*** Information provided ***
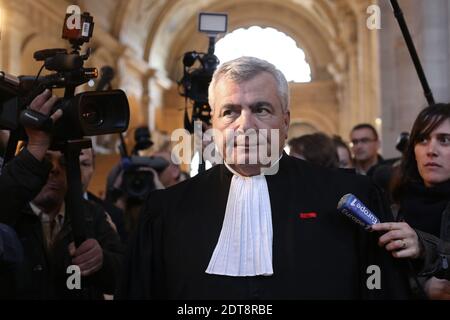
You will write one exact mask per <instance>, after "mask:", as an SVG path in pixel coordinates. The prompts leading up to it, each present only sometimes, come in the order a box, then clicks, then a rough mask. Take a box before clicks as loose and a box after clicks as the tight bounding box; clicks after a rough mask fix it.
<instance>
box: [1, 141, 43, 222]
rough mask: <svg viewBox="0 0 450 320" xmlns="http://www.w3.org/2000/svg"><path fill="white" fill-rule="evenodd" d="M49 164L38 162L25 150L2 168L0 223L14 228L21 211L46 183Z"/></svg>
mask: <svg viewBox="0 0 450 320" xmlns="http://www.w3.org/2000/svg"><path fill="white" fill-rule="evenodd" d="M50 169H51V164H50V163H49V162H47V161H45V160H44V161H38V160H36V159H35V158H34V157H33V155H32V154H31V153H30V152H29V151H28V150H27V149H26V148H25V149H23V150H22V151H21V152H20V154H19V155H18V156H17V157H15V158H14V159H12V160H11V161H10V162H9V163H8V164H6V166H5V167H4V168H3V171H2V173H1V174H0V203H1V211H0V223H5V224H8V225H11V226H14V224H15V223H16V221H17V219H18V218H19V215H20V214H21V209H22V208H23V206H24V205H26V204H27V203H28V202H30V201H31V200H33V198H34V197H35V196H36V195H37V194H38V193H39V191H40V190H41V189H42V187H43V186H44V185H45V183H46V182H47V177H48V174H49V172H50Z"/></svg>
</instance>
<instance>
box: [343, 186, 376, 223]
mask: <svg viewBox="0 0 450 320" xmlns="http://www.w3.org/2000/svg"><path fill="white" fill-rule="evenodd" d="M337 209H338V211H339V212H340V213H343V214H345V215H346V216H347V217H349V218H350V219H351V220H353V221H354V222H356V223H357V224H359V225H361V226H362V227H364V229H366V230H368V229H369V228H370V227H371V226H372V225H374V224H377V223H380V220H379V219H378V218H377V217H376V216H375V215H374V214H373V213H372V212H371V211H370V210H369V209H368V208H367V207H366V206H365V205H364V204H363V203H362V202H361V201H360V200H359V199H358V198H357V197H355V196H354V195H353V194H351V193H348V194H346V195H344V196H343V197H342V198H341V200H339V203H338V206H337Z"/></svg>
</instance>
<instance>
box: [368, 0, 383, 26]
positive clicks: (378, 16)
*** End of Information provided ***
*** Information provided ***
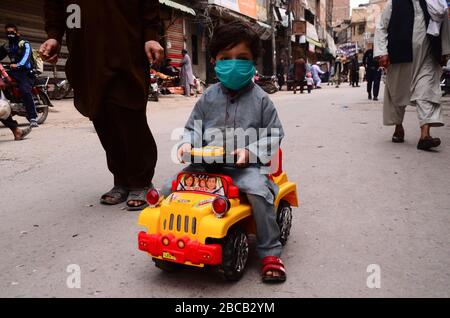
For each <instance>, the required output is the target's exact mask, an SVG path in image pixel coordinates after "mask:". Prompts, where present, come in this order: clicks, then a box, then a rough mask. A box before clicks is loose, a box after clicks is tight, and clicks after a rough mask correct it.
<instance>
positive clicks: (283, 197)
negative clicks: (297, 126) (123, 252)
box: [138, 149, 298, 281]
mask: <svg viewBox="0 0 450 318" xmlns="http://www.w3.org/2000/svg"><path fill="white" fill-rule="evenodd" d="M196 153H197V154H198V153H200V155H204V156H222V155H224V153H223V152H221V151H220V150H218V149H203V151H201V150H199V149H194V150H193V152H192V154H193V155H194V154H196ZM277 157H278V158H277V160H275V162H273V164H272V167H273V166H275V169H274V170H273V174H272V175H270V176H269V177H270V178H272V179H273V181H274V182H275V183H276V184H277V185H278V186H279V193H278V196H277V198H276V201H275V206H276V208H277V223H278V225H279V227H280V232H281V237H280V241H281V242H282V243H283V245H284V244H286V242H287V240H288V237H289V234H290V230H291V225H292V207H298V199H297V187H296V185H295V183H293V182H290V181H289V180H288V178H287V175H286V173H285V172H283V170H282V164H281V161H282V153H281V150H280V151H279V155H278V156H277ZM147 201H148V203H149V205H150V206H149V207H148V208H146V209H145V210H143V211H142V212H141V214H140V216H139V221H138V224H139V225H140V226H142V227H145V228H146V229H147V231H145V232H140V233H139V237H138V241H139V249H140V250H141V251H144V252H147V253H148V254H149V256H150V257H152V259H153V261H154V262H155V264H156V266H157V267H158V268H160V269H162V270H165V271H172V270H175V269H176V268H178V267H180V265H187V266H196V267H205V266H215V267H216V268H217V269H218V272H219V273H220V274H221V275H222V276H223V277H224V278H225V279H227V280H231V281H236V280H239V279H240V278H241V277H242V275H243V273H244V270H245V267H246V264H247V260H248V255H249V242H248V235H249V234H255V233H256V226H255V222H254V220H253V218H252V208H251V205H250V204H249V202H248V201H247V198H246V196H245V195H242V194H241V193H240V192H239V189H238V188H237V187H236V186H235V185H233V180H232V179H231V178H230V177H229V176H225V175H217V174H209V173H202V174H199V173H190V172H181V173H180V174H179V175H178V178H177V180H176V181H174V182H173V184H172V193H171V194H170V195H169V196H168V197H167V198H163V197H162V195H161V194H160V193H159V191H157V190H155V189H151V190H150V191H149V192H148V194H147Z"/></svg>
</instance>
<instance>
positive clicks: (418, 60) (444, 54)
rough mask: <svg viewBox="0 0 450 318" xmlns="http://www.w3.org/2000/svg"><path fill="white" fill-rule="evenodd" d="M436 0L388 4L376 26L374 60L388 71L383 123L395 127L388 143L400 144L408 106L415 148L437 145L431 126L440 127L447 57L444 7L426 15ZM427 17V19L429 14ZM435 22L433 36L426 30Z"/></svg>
*** End of Information provided ***
Note every line in the material with "positive" and copy it.

**Answer box**
positive clicks: (378, 16)
positive clicks: (283, 197)
positive clicks: (418, 60) (444, 54)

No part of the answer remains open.